PROVIDED TEXT:
You see, these Satanists were trying to get their hands on a consecrated host, on the real presence of Christ. Not just a symbol, not just some bread that they could pretend was a consecrated host, they wanted to get their hands on the real thing . . . the body of Christ. And this image began to ruminate in me.

On the border of Mexico in Texas and California the body of Christ, present in these women and children coming to our country with all of the hope of a better life, was rejected. “Go home. We don’t want you here. America for Americans.” Yes, America for Americans, not America for the poor, not for the marginalized, not for the stranger, not the outcast, nor the orphan and the widow . . . No, not them. Not those stinking dirty brown faces that came here–gasp–illegally! No, not that Body of Christ.

And in Iraq. Not those nazarenes. Not them. Send them away. Kill them if they stay. And we can sit comfortably by while they suffer. And our president can golf. And our congress can pontificate. And our elite can talk about how we can’t go back there. Can’t help them. And isn’t it all too bad. We don’t really want to get involved. Not with that Body of Christ, persecuted and martyred.

And in Ferguson. It’s just easier to look at this police officer as a racist murderer. To look at Michael Brown as the latest victim of a racist society. And especially from the other side of those tanks, to look at those crowds of young men and women, angry and hurt, as just violent criminals that we must STOP before they loot and hurt those businesses, by ANY MEANS NECESSARY it seems. Because to look at them as people, wounded, fragile, full of desire for love and truth and beauty . . . well, then, I might have to put my ideology aside and actually feel something. Maybe even weep. No, let’s talk about the plight of the black man, the racism of the white man, the inherent goodness of the police, the slant of the media, the rush to judgment . . . let’s talk about men in general, because they don’t have bodies . . . No, no body of Christ for us here either. Just sociological claims and political posturing. Right and Left and Republican and Democrat. Men and women without flesh. Ideas without bodies.

(Point localization data)
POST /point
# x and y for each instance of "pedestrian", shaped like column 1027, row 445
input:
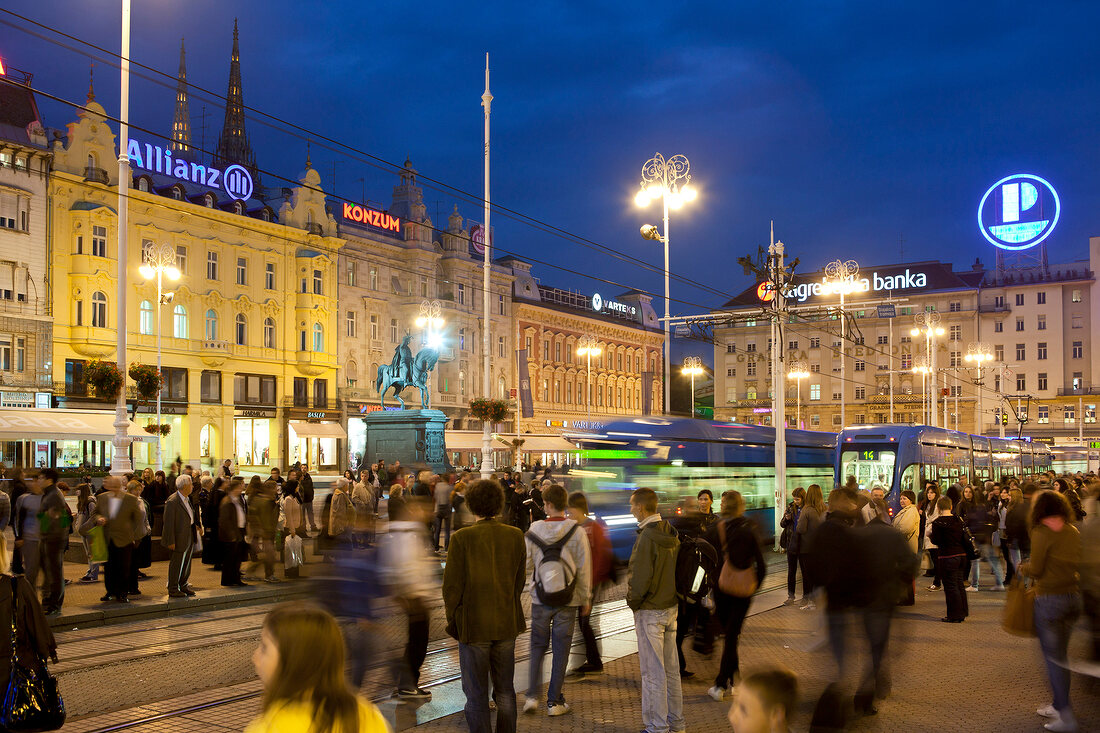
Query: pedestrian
column 404, row 561
column 558, row 560
column 231, row 527
column 811, row 517
column 483, row 579
column 767, row 702
column 300, row 664
column 600, row 558
column 119, row 513
column 178, row 536
column 790, row 523
column 947, row 534
column 1055, row 560
column 651, row 595
column 739, row 545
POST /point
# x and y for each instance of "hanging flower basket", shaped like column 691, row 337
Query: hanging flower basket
column 490, row 411
column 105, row 378
column 147, row 379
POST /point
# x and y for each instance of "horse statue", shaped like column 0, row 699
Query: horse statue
column 422, row 363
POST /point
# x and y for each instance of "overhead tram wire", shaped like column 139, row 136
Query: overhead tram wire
column 355, row 153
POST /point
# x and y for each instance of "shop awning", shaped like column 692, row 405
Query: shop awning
column 304, row 429
column 63, row 425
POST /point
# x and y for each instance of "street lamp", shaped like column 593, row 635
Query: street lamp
column 692, row 367
column 160, row 262
column 430, row 320
column 669, row 181
column 979, row 354
column 840, row 279
column 798, row 373
column 927, row 324
column 589, row 348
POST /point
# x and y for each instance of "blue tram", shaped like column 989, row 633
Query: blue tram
column 904, row 457
column 680, row 457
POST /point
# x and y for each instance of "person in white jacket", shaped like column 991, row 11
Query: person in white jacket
column 553, row 609
column 407, row 570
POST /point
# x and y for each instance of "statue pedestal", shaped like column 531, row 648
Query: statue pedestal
column 414, row 437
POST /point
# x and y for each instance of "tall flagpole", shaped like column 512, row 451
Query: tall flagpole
column 486, row 467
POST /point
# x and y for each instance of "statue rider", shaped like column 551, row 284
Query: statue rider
column 402, row 365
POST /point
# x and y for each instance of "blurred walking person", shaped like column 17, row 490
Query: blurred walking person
column 485, row 573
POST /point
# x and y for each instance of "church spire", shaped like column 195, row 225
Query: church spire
column 233, row 142
column 182, row 123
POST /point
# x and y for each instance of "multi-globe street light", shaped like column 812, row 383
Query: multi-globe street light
column 160, row 261
column 670, row 181
column 692, row 367
column 589, row 348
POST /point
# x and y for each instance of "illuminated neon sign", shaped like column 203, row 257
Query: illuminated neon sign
column 369, row 216
column 1019, row 211
column 234, row 179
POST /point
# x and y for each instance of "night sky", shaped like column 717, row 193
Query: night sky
column 860, row 128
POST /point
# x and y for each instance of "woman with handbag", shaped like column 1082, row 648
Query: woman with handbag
column 743, row 570
column 1054, row 565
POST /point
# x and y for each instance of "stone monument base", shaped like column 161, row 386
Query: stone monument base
column 414, row 437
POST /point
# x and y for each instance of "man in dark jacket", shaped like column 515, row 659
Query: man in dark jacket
column 485, row 572
column 651, row 594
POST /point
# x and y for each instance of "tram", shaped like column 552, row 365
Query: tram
column 680, row 457
column 904, row 457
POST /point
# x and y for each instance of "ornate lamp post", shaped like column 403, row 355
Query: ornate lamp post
column 668, row 179
column 589, row 348
column 928, row 325
column 692, row 367
column 798, row 373
column 160, row 262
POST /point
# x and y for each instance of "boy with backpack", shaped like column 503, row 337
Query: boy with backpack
column 561, row 583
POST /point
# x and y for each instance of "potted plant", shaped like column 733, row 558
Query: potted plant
column 147, row 379
column 490, row 411
column 105, row 378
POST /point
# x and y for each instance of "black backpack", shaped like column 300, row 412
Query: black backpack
column 551, row 554
column 696, row 569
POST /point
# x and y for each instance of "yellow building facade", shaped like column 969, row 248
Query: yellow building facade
column 249, row 340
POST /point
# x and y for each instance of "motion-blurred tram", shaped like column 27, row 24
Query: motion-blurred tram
column 680, row 457
column 904, row 457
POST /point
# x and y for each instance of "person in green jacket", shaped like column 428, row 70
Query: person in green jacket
column 485, row 572
column 651, row 594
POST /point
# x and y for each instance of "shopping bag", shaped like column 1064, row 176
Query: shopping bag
column 98, row 543
column 1019, row 617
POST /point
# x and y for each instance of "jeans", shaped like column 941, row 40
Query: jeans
column 1054, row 621
column 483, row 663
column 952, row 570
column 546, row 622
column 661, row 697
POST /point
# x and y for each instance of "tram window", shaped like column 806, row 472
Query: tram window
column 870, row 467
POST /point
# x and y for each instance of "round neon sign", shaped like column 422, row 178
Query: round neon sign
column 1019, row 211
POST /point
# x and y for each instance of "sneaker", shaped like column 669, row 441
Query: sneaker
column 1047, row 711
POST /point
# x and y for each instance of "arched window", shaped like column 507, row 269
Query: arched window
column 98, row 309
column 268, row 332
column 145, row 317
column 179, row 321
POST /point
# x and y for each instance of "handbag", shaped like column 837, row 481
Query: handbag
column 1019, row 617
column 97, row 540
column 736, row 581
column 32, row 701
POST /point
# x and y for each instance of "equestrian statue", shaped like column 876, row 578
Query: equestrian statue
column 406, row 371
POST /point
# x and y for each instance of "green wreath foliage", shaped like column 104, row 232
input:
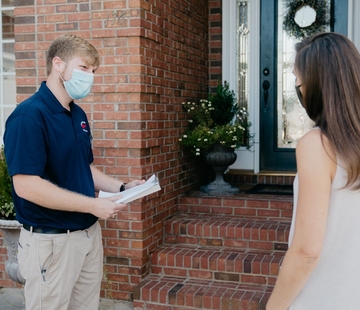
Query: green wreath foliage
column 319, row 25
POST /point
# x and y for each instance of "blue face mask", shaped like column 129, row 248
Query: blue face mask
column 79, row 86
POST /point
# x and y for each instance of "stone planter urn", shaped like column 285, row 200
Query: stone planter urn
column 220, row 158
column 11, row 232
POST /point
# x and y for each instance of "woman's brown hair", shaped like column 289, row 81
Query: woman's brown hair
column 329, row 67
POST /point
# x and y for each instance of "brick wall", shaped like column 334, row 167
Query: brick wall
column 154, row 55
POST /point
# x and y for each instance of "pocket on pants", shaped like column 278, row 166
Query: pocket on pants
column 23, row 256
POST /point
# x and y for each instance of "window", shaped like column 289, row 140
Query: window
column 7, row 63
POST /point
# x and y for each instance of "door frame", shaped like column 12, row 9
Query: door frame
column 251, row 160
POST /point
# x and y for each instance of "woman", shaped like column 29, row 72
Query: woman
column 321, row 269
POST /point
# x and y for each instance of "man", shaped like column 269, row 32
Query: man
column 48, row 151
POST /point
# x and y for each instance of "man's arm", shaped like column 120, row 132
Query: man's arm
column 48, row 195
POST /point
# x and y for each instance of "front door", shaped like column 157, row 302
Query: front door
column 282, row 119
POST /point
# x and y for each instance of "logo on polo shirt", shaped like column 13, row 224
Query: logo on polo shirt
column 83, row 126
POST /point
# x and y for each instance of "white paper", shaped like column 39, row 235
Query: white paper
column 152, row 185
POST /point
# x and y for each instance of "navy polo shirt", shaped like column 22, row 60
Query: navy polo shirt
column 43, row 138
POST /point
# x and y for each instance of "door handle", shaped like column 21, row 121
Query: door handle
column 266, row 86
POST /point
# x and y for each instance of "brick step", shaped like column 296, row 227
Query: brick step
column 267, row 207
column 228, row 265
column 166, row 293
column 228, row 232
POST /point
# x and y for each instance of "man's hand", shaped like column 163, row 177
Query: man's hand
column 107, row 208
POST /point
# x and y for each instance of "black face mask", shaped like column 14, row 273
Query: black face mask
column 299, row 94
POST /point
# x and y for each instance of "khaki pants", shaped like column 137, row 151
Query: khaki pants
column 62, row 271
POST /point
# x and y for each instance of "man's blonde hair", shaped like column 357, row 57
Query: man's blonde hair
column 68, row 46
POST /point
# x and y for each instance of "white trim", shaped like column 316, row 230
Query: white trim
column 354, row 22
column 246, row 160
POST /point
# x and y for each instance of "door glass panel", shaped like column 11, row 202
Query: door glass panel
column 292, row 120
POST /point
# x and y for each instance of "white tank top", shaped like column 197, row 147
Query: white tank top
column 335, row 281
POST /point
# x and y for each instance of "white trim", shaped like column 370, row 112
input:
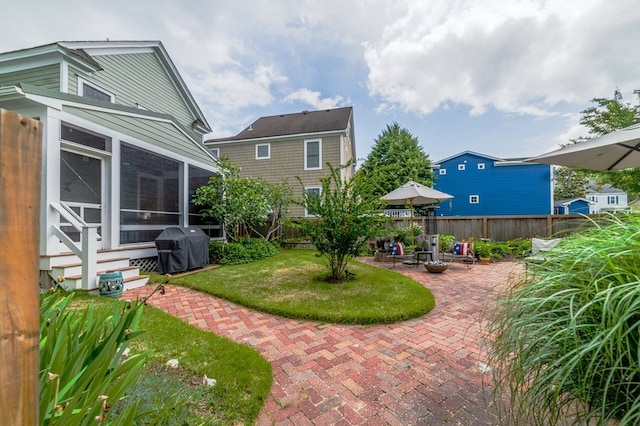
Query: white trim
column 258, row 146
column 306, row 143
column 64, row 77
column 306, row 189
column 82, row 82
column 59, row 103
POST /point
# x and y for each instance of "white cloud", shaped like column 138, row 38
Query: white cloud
column 525, row 57
column 315, row 100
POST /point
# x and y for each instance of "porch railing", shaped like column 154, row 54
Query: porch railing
column 86, row 249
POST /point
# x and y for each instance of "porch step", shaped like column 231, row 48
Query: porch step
column 130, row 276
column 71, row 270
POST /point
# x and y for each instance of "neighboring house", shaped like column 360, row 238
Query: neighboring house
column 572, row 206
column 488, row 186
column 122, row 153
column 288, row 146
column 606, row 199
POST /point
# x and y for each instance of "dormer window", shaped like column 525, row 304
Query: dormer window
column 263, row 151
column 90, row 90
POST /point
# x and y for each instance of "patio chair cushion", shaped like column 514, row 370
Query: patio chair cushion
column 462, row 248
column 396, row 249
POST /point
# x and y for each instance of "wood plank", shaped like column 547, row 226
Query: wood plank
column 20, row 171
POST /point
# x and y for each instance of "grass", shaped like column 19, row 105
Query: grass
column 292, row 285
column 567, row 335
column 243, row 376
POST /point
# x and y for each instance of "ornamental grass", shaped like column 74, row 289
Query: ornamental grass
column 567, row 334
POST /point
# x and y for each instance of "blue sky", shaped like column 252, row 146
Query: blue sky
column 502, row 78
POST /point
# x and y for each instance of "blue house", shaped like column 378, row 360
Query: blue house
column 572, row 206
column 488, row 186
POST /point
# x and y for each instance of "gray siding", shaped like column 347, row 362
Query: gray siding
column 160, row 134
column 140, row 78
column 286, row 162
column 47, row 77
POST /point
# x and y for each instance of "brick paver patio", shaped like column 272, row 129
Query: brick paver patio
column 426, row 371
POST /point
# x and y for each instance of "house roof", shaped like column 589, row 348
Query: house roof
column 178, row 138
column 566, row 201
column 503, row 161
column 305, row 122
column 82, row 53
column 603, row 189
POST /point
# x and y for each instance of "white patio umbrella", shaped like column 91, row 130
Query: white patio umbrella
column 613, row 151
column 413, row 193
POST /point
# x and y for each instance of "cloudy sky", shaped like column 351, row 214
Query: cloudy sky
column 502, row 78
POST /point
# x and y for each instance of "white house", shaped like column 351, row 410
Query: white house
column 606, row 199
column 122, row 153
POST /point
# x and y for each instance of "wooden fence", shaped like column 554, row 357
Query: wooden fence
column 20, row 168
column 496, row 228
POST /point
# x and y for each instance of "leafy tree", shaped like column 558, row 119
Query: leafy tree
column 345, row 219
column 570, row 183
column 243, row 202
column 395, row 158
column 610, row 115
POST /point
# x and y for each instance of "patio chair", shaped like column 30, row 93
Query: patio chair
column 394, row 252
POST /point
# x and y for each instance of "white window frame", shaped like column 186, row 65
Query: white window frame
column 258, row 146
column 82, row 82
column 306, row 189
column 306, row 159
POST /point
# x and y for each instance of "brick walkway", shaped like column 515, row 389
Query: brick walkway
column 427, row 371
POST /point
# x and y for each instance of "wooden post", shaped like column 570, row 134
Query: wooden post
column 20, row 171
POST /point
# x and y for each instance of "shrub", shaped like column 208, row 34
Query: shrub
column 82, row 369
column 243, row 250
column 567, row 334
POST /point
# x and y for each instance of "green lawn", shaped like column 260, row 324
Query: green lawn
column 292, row 284
column 243, row 376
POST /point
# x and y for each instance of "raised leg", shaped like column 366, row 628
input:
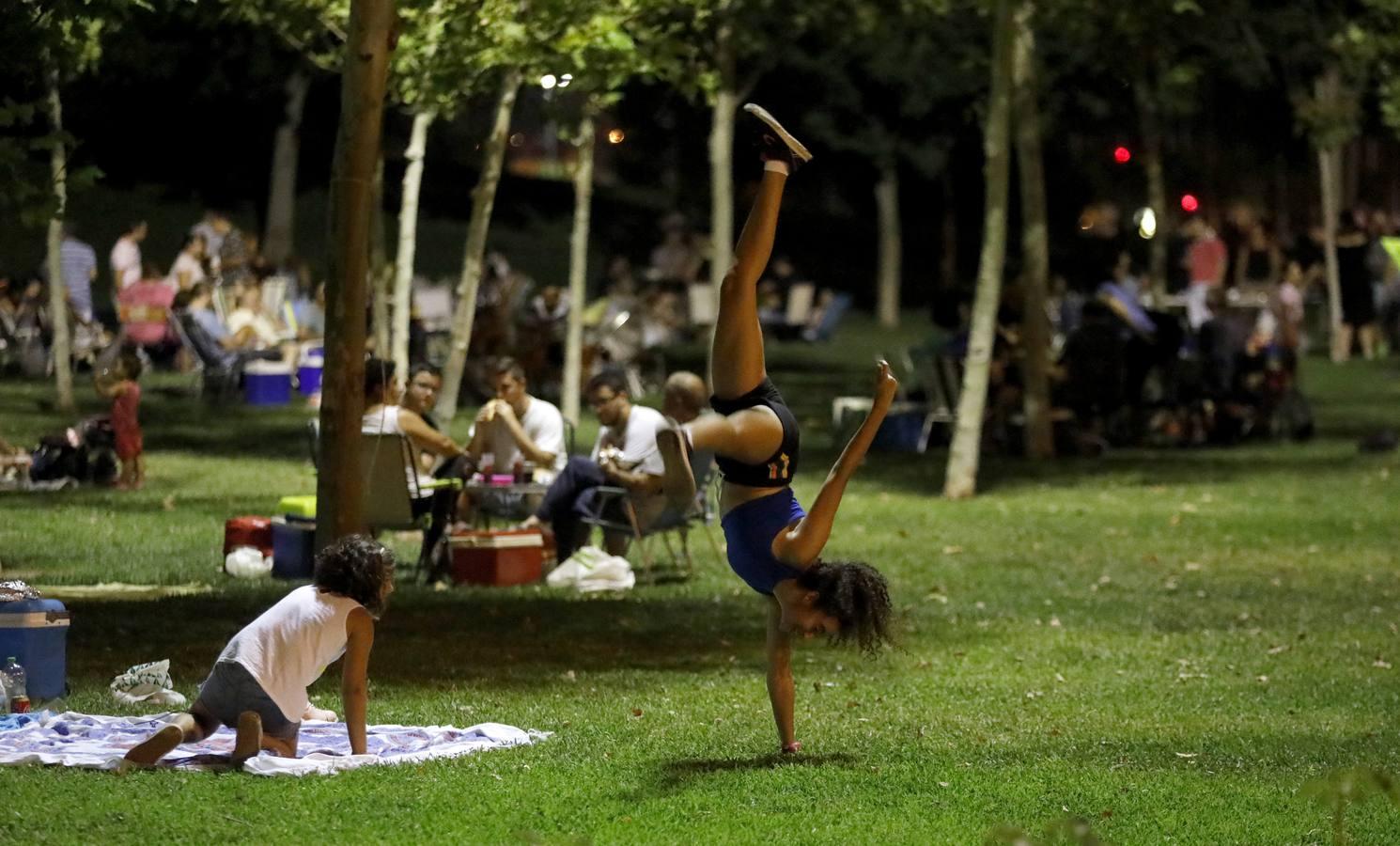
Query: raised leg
column 737, row 349
column 191, row 728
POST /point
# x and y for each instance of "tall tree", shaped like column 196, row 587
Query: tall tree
column 483, row 199
column 603, row 46
column 315, row 30
column 365, row 71
column 966, row 448
column 445, row 54
column 279, row 236
column 1034, row 240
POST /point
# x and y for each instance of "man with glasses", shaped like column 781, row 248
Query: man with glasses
column 625, row 456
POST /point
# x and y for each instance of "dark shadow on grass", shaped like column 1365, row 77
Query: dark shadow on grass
column 677, row 774
column 513, row 639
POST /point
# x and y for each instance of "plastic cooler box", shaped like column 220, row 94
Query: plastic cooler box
column 35, row 632
column 497, row 557
column 308, row 373
column 248, row 531
column 293, row 546
column 268, row 383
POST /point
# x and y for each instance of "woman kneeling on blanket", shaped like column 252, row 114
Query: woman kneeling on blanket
column 259, row 682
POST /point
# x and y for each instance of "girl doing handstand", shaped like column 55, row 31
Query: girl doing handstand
column 773, row 543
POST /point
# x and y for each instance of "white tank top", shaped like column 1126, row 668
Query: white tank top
column 385, row 420
column 291, row 645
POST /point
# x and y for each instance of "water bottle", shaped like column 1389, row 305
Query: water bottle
column 16, row 688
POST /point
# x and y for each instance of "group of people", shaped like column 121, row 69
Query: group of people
column 259, row 681
column 1211, row 365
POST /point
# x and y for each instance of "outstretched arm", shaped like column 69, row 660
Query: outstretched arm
column 354, row 675
column 782, row 694
column 801, row 543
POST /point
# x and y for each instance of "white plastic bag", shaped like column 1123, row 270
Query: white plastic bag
column 148, row 683
column 246, row 562
column 591, row 569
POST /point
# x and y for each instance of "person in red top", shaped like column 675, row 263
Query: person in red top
column 120, row 387
column 1206, row 260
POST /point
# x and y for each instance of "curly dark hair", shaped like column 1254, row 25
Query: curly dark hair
column 356, row 566
column 856, row 594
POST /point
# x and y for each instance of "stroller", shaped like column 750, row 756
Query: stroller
column 85, row 453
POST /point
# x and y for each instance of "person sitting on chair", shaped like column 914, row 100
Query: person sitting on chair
column 384, row 415
column 623, row 457
column 227, row 349
column 513, row 429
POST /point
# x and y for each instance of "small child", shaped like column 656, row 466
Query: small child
column 120, row 387
column 259, row 682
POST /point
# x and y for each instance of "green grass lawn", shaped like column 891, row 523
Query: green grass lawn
column 1168, row 645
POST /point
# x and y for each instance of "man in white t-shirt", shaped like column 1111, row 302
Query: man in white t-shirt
column 517, row 426
column 513, row 429
column 126, row 257
column 625, row 456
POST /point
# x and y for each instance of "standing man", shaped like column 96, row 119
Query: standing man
column 513, row 429
column 420, row 398
column 1206, row 260
column 79, row 268
column 126, row 257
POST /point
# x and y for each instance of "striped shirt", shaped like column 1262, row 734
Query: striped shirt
column 79, row 263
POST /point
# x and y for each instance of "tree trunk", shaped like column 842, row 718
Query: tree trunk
column 340, row 482
column 1329, row 171
column 962, row 461
column 282, row 189
column 483, row 196
column 1034, row 243
column 57, row 297
column 1150, row 122
column 408, row 239
column 891, row 245
column 722, row 163
column 380, row 271
column 948, row 236
column 579, row 266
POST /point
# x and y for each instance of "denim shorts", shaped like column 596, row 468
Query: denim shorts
column 230, row 691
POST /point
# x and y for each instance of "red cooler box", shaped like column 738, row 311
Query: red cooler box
column 497, row 557
column 248, row 531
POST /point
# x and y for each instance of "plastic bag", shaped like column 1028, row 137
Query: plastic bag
column 591, row 569
column 148, row 683
column 246, row 562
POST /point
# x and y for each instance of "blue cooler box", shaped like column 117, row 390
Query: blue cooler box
column 293, row 548
column 308, row 376
column 268, row 383
column 35, row 632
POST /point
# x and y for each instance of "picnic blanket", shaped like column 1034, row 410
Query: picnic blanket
column 323, row 748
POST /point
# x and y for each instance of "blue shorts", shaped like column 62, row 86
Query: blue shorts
column 230, row 691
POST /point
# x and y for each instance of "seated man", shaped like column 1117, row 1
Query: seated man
column 513, row 429
column 625, row 456
column 251, row 314
column 213, row 340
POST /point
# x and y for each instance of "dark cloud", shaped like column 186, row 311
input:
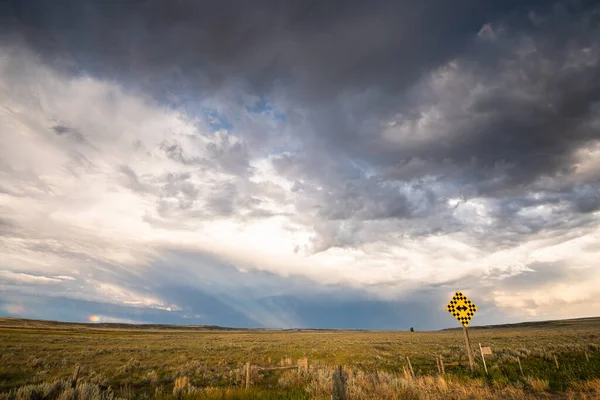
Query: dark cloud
column 392, row 120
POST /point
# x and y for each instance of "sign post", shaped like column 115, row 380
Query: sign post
column 463, row 310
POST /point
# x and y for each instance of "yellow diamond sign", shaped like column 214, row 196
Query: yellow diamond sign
column 461, row 308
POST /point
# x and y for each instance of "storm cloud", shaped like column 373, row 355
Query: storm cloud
column 376, row 155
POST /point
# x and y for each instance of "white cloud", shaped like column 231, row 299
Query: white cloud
column 76, row 207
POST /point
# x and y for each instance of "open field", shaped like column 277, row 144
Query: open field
column 208, row 362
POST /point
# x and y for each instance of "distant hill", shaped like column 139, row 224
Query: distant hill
column 591, row 322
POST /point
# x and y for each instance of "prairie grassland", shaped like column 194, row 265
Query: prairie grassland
column 37, row 360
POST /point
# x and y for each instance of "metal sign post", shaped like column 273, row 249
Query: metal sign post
column 463, row 310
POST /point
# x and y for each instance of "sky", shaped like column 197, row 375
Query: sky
column 299, row 164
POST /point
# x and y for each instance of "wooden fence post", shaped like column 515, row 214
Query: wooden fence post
column 412, row 372
column 520, row 367
column 303, row 364
column 483, row 358
column 75, row 376
column 248, row 366
column 469, row 350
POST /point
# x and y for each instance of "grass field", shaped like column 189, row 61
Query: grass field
column 38, row 358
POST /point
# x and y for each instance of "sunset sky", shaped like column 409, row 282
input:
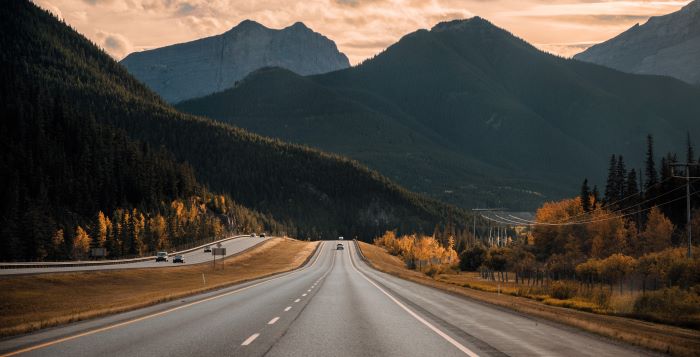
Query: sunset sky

EXPLORE THE MATERIAL:
1. In the passage on the Body of Christ, what were the Satanists trying to get their hands on?
2. Resume the passage on the Body of Christ after its last sentence, keeping its voice.

ANSWERS FOR THIS EXERCISE:
1. A consecrated host, the real presence of Christ.

2.
You see, for me the irony is that we ignore the body of Christ in Mosul. We disincarnate the Body of Christ in Ferguson. We reject the Body of Christ on the border. But in Oklahoma City, there, Satanists are trying to get their hands on the Body of Christ. For all their perversion, they’re the only ones who are trying to get their hands on Him.

And what were they going to do? Commit a sacrilege? Trample it? Beat it? Profane it? The first time that happened, He had handed himself over for it. When Peter raised his sword to defend him, he was rebuked. The Son of Man must suffer and die. And we’re scandalized by some Satanists? This is where we spend our energy?

You see, I’m not a bishop. (I’m sure the whole Church should rejoice in that.) But if I were. If I was the Bishop of Oklahoma City, I would have said “Ok, you want the Body of Christ so badly, I’ll take him to you.” And I would have invited my flock to go with me. We would have walked through the streets of Oklahoma City, from the Cathedral to the Convention Center where these Satanists would be waiting, and Monstrance in Hand I would have led my flock. I would have led them right inside. I would have led them right up to their altar. I would have turned, and offered the benediction, and I would have prostrated myself, and invited my flock to prostrate itself. We would have prostrated ourselves and there offered ourselves to his Presence. And we would have stayed. Let them Crucify him, but I would adore him. And I would have wept. Wept for these poor confused Satanists. Wept for Iraq. For Isis. For Ferguson. For those women and children at the border. For America. But most of all, I would have wept for Him. Him who I long for and I am so unfaithful to. Him who I want to love but everyday I crucify. Him who is the only one that can respond to this deep and utterly profound need I have for happiness. And I doubt there would have been a black mass. But I’m probably wrong, and I would have handed him over myself, and then I would have shown myself to be like Judas. Again.

This is probably why I’m not a bishop.